=== What is being asked ===
Filter the items below, keeping only the lines that contain the word "pointed".

Point annotation records:
[Begin]

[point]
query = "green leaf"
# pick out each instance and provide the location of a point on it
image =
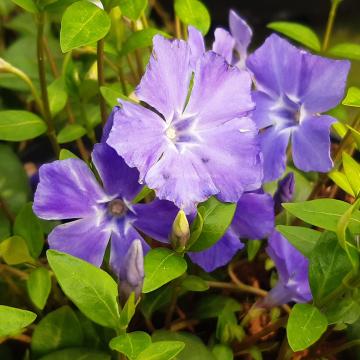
(324, 213)
(132, 8)
(39, 286)
(28, 5)
(131, 344)
(57, 330)
(346, 50)
(14, 320)
(162, 350)
(298, 32)
(92, 290)
(70, 133)
(193, 12)
(57, 96)
(161, 266)
(15, 251)
(305, 326)
(217, 216)
(352, 172)
(329, 264)
(352, 97)
(18, 125)
(83, 23)
(304, 239)
(28, 226)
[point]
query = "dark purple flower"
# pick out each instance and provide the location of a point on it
(194, 145)
(293, 88)
(293, 268)
(69, 190)
(284, 192)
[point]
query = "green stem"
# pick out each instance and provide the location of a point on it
(43, 85)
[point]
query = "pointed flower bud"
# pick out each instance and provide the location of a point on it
(131, 274)
(180, 234)
(284, 192)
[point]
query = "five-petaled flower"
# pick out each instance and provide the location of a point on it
(196, 140)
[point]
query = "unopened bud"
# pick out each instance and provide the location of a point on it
(180, 234)
(131, 274)
(284, 192)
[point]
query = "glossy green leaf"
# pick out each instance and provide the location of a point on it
(346, 50)
(298, 32)
(161, 266)
(70, 133)
(352, 97)
(162, 350)
(131, 344)
(304, 239)
(329, 264)
(324, 213)
(14, 320)
(83, 23)
(92, 290)
(57, 330)
(28, 226)
(39, 286)
(217, 216)
(193, 12)
(305, 326)
(19, 125)
(132, 8)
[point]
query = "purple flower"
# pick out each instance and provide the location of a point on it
(293, 268)
(293, 88)
(68, 190)
(253, 219)
(231, 45)
(188, 147)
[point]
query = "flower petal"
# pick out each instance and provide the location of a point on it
(138, 136)
(219, 254)
(67, 190)
(311, 144)
(165, 83)
(85, 238)
(118, 178)
(254, 216)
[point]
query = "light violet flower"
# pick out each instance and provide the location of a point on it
(293, 88)
(68, 190)
(192, 143)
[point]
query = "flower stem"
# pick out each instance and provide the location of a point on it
(43, 85)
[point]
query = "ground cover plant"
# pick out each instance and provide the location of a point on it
(168, 191)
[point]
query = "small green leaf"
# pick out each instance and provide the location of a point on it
(14, 320)
(304, 239)
(39, 286)
(18, 125)
(83, 23)
(217, 217)
(92, 290)
(70, 133)
(132, 9)
(346, 50)
(58, 329)
(28, 226)
(193, 12)
(131, 344)
(298, 32)
(352, 97)
(162, 350)
(305, 326)
(161, 266)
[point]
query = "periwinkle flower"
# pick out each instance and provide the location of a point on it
(195, 141)
(68, 190)
(293, 88)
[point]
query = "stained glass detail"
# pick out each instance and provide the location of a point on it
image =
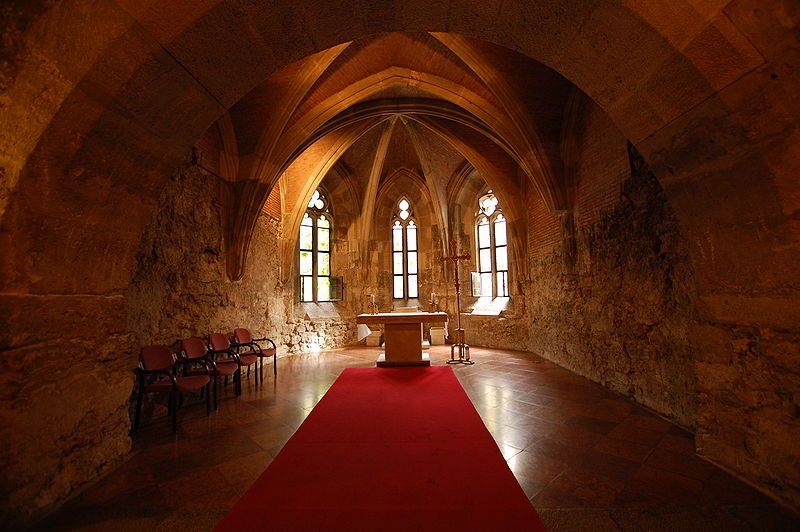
(306, 263)
(315, 247)
(323, 289)
(412, 286)
(323, 264)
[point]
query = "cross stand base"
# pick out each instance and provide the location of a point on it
(463, 350)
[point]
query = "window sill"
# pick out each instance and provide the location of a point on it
(488, 306)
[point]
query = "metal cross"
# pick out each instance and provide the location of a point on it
(460, 344)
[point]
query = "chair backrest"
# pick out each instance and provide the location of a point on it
(156, 357)
(193, 348)
(219, 342)
(242, 335)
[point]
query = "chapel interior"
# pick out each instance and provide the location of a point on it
(624, 176)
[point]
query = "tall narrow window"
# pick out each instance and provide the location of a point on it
(315, 250)
(490, 227)
(405, 268)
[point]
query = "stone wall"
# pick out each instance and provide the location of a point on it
(618, 309)
(180, 289)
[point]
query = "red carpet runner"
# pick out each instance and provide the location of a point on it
(388, 449)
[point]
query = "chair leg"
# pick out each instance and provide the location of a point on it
(138, 412)
(216, 387)
(173, 399)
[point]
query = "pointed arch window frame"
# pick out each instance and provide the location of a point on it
(405, 251)
(315, 250)
(491, 241)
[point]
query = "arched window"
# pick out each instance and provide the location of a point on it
(490, 227)
(315, 250)
(404, 252)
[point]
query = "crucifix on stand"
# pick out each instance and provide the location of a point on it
(460, 344)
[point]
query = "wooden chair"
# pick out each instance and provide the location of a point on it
(159, 363)
(243, 339)
(221, 344)
(195, 350)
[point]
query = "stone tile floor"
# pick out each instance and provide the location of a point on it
(588, 459)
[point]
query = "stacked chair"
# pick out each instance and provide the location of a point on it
(244, 340)
(197, 365)
(158, 372)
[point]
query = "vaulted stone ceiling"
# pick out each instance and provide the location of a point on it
(422, 102)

[End]

=== Answer to this exercise ===
query = "pointed flower bud"
query = "pointed arch window frame"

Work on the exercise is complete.